Fragmento seleccionado:

....

GERMÁN ACOSTA ESTÉVEZ
Calles de
Granada, envueltas de misterio y empedradas con leyendas que se lleva el aire
hasta los bosques de La Alhambra; calles de curiosos nombres con las que fueron
bautizadas por el ideario, la creatividad, la ironía y también, por qué no
decirlo, por la “malafollá” del vulgo granadino; calles que, al nombrarlas,
despertaban la risa hilarante de algunos estudiantes que celebraban el final de
los exámenes cuatrimestrales de un febrero loco al calor de los efluvios de
unos porrones de vino peleón y de una copa de champán de baja intensidad.
Calles con
nombres de realengo moruno, de personajes señalados, de lugares cercanos, de
profesiones perdidas, de las palabras y suspiros del agua, recogidas con gran pasión
en la obra de Julio Belza: la calle Guatimocín
en el Barrio de San Luis rememora la figura de aquel caudillo azteca al que
Hernán Cortés mandó ahorcar por sublevarse; la calle Matamoros que escuchara los sones y las notas acompasadas del piano
de Manuel de Falla; el Callejón de las
Monjas, antaño nombrada por calle Ladrón
del Agua, donde existía un cauchil o registro de agua que los vecinos
manipulaban por las noches para llenar sus estanques o recipientes para el uso
doméstico.

....

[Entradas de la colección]
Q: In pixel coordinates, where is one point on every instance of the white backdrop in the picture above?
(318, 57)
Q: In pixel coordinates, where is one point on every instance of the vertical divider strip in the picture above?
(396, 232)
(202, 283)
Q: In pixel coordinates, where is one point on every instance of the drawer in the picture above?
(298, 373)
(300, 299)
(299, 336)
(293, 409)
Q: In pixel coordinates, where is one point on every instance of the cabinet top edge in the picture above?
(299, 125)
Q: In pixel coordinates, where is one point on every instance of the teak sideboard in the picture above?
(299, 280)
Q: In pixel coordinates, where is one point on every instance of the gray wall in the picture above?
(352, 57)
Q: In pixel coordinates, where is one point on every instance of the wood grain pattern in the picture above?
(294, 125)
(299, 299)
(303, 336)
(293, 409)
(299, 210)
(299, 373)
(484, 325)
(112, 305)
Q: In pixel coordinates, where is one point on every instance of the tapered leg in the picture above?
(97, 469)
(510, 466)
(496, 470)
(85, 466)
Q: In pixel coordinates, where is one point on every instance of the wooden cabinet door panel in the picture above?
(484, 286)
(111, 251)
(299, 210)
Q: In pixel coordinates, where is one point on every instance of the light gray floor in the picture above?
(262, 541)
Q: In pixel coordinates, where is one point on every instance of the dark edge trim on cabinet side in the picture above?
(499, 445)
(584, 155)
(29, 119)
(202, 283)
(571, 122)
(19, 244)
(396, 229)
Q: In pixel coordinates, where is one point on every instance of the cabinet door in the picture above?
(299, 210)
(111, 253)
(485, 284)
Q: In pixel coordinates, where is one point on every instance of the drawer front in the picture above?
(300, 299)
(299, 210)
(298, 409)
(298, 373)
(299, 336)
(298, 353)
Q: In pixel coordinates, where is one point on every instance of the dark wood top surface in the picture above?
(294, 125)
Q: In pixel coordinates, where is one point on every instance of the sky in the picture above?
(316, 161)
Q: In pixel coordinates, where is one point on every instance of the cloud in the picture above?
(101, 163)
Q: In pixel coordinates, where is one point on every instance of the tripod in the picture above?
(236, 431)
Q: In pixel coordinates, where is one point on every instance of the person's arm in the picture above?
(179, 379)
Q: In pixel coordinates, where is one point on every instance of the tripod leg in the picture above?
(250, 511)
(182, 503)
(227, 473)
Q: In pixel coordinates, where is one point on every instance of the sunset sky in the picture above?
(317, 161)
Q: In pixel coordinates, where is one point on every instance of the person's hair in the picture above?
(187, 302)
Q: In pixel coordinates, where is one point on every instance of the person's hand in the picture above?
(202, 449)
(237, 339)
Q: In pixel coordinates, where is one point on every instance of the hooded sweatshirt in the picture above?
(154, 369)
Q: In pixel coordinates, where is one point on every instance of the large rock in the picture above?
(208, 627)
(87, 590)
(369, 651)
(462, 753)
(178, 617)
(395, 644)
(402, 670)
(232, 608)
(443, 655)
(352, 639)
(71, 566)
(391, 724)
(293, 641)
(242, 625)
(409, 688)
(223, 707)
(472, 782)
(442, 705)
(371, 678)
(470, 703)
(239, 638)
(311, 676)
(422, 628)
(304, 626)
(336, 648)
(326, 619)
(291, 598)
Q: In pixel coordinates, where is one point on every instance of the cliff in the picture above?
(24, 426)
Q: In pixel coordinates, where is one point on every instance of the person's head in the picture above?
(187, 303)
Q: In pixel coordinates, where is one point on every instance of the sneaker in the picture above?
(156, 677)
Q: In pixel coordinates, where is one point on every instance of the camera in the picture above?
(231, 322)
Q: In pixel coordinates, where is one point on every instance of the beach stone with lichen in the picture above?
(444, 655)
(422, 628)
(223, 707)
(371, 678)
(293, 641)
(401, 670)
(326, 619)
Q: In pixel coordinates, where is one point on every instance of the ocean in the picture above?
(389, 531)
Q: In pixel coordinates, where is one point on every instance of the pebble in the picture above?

....

Actividades a realizar:
- 1) Según el fragmento sobre las calles de Granada, ¿con qué nombre se conocía antaño el Callejón de las Monjas?
- 2) Escribe una continuación del fragmento sobre las calles de Granada a partir de su última oración.

Respuestas esperadas:
- 1) Se conocía como calle Ladrón del Agua.

- 2)
Pero, sin
duda, llaman la atención de manera especial aquellas que tienen su razón de ser en
lo pintoresco y en lo legendario: próxima
a Torres Bermejas se localiza la calle Niño
del Rollo, llamada de tal guisa “por tratarse de un pilar de cantería, con
un remate redondo” del que pendían unos garfios en los que se colgaban unas
jaulas que contenían los miembros cercenados de los ladrones, como público
escarmiento, y que daba la impresión de “un niño en pañales con los brazos en
cruz”, al mirarlo desde una cierta distancia. La calle Poco Trigo, que comunica la avenida de Murcia con la calle Cristo
de la Yedra, debe su nombre por haber sido habitada en la antigüedad por algunos
hidalgos venidos a menos y bautizados por el común granadino como “señores de
poco trigo”.
Aunque,
puestos a elegir, me quedaría con la historia que hay detrás de la calle Niños Luchando, un relato que transcribo
a mi manera, encontrado por casualidad en las páginas de un amarillento diario
olvidado de 1905, y que parece más propio de un guion norteamericano para una
de tantas películas dulzonas que llenan nuestros televisores por estas fechas,
ensalzando el ideario del espíritu navideño.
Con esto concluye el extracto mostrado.